Scholars publish book that challenges Donner Party myths and folklore

By Claudene Wharton
The Department of Anthropology announces the publication of a new book, “An Archaeology of Desperation: Exploring the Donner Party’s Alder Creek Camp.” The book is a collaboration between anthropology scholars from the University of Nevada, Reno and other academics.

Little is known about the truth of the starving travelers in the Sierra Nevada, but this new book tries to dissect one of the tragedies in American history. "An Archaeology of Desperation" focuses on recent archaeological investigations at the campsite near Truckee, Calif., where emigrants spent their horrific winter of 1846-47.

Integrating the approaches of archaeology, biology, ethnohistory and social anthropology, this new perspective challenges the myth and the folklore that has long surfaced from the mysteries and inconsistencies of the story of the Donner Party.

Microscopic investigations of small bone fragments and oral testimonies from both survivors and observers were assessed by multiple contributors to the book to get a richer dimension to the historical narrative.
Among the book’s contributors is University of Nevada, Reno Ph.D candidate Sean McMurry, who will complete his degree this December. McMurry co-wrote a chapter, “The Delicate Question: Cannibalism in Prehistoric and Historic Times,” with University professor and chair of the Department of Anthropology, G. Richard Scott.
Professor Emeritus Don Hardesty, another Nevada scholar and long-time pioneer of historical archaeology, wrote the chapter, “Historical Perspectives on the Archaeology of the Donner Party.” University alumna Kelly Dixon contributed to numerous chapters in the book and served as co-editor.
▬▬▬▬▬▬▬▬▬▬
-- WHAT YOU WILL DO --
**a.** List the disciplines whose approaches the Donner Party book announcement says the new book integrates.
**b.** According to the Donner Party book announcement, who co-wrote the chapter "The Delicate Question: Cannibalism in Prehistoric and Historic Times" with Sean McMurry?
**c.** Continue the Donner Party book announcement from its last sentence.
▬▬▬▬▬▬▬▬▬▬
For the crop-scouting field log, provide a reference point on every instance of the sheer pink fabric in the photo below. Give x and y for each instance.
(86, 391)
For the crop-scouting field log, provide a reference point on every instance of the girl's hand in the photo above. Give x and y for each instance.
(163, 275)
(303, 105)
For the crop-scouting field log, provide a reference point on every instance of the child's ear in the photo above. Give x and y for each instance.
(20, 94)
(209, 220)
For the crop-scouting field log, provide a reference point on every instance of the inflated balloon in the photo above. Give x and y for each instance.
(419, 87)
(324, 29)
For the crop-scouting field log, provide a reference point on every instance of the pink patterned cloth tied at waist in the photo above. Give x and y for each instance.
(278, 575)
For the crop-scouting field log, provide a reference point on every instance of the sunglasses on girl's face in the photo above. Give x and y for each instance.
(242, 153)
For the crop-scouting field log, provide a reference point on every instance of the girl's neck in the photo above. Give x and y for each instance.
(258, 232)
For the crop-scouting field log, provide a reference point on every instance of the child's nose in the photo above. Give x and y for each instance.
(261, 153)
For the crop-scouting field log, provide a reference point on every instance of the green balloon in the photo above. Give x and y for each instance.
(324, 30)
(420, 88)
▬▬▬▬▬▬▬▬▬▬
-- EXERCISE RESPONSES --
**a.** Archaeology, biology, ethnohistory and social anthropology.

**b.** G. Richard Scott, professor and chair of the Department of Anthropology, co-wrote it with McMurry.

**c.**
Dixon, associate professor of anthropology at the University of Montana, is the author of “Boomtown Saloons: Archaeology and History in Virginia City.” That book began as her Ph.D. dissertation in anthropology at the University of Nevada, Reno, where she directed the historic archaeology of an African American saloon.
Other scholars involved in research featured in the book include Will Bagley, Kelsey Gray, Kristin Johnson, Jo Ann Nevers, Gwen Robbins and Penny Rucks.

The other two editors of the book are Julie Schablitsky and Shannon Novak. Schablitsky is a senior research archaeologist at the Museum of Natural and Cultural History, University of Oregon, and the editor of “Box Office Archaeology: Refining Hollywood’s Portrayals of the Past.” Novak is associate professor of anthropology at the Maxwell School, Syracuse University, Syracuse, New York, and author of “House of Mourning: A Biocultural History of the Mountain Meadows Massacre.”

In a concluding chapter, Dixon notes that the contributors did not find any unbroken skeletons at the exaction sites. "Beyond the cannibal tale,” she writes, “this hero saga reminds us of our own fragility, mortality and resilience in the face of unfamiliar circumstances and less-than-predictable futures."
“An Archaeology of Desperation” is available now from online booksellers, in bookstores on Oct. 20, and directly from the University of Oklahoma Press.